Brief: Please copy out every one of the lines below character for character, leaving out the picture.
** START OF Dataset **
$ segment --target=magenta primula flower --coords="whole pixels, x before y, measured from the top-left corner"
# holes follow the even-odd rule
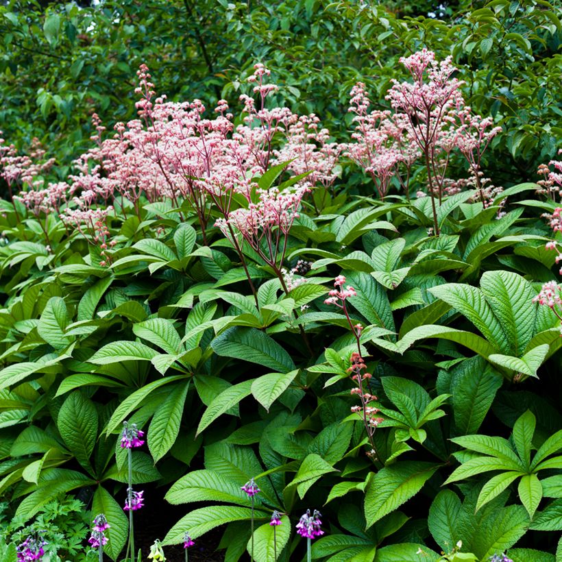
[[[126,422],[123,422],[123,426],[121,444],[123,449],[133,449],[145,444],[145,442],[140,439],[140,437],[145,436],[145,432],[138,429],[136,424],[132,424],[130,427]]]
[[[17,562],[32,562],[34,560],[42,560],[45,550],[43,547],[48,543],[40,536],[42,531],[29,535],[21,544],[16,547]]]
[[[310,510],[307,509],[297,524],[297,533],[305,539],[315,539],[317,537],[321,537],[324,532],[320,529],[322,522],[320,517],[321,513],[315,509],[314,513],[310,515]]]
[[[195,541],[187,533],[184,535],[184,548],[189,548],[195,543]]]
[[[123,509],[128,511],[130,509],[132,511],[136,511],[143,506],[145,498],[143,498],[144,492],[141,490],[140,492],[136,492],[134,490],[130,490],[130,495],[127,496],[125,500],[125,507]]]
[[[248,495],[248,498],[252,498],[256,493],[258,493],[261,490],[258,487],[254,478],[250,478],[243,486],[241,487]]]
[[[93,548],[98,548],[107,544],[108,537],[105,535],[105,531],[110,528],[106,516],[103,513],[97,515],[94,519],[94,524],[92,527],[92,534],[88,539],[88,542]]]
[[[271,520],[269,522],[269,524],[272,527],[281,524],[281,513],[280,513],[276,509],[271,514]]]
** END OF Dataset **
Expected answer:
$ segment --target=magenta primula flower --coords="whole pixels, x before y, measured from the top-left corner"
# holes follow the even-odd rule
[[[126,422],[123,422],[123,426],[121,444],[123,449],[133,449],[145,444],[145,442],[140,439],[140,437],[145,436],[145,432],[138,429],[136,424],[132,424],[130,427]]]
[[[17,562],[32,562],[34,560],[42,560],[45,550],[43,547],[48,543],[40,536],[42,531],[29,535],[21,544],[16,547]]]
[[[310,510],[307,509],[297,524],[297,533],[305,539],[315,539],[317,537],[321,537],[324,532],[320,529],[322,522],[320,517],[321,513],[315,509],[314,513],[310,515]]]
[[[195,541],[187,533],[184,535],[184,548],[189,548],[195,543]]]
[[[123,509],[128,511],[130,509],[132,511],[136,511],[143,506],[145,498],[143,498],[144,492],[141,490],[140,492],[136,492],[134,490],[130,490],[130,495],[127,496],[125,500],[125,507]]]
[[[248,495],[248,498],[252,498],[256,493],[258,493],[261,490],[258,487],[254,478],[250,478],[243,486],[241,487]]]
[[[93,548],[98,548],[107,544],[108,537],[105,535],[105,531],[110,528],[106,516],[103,513],[97,515],[94,519],[94,524],[92,527],[92,534],[88,539],[88,542]]]
[[[271,520],[269,522],[269,524],[272,527],[281,524],[281,513],[280,513],[276,509],[271,514]]]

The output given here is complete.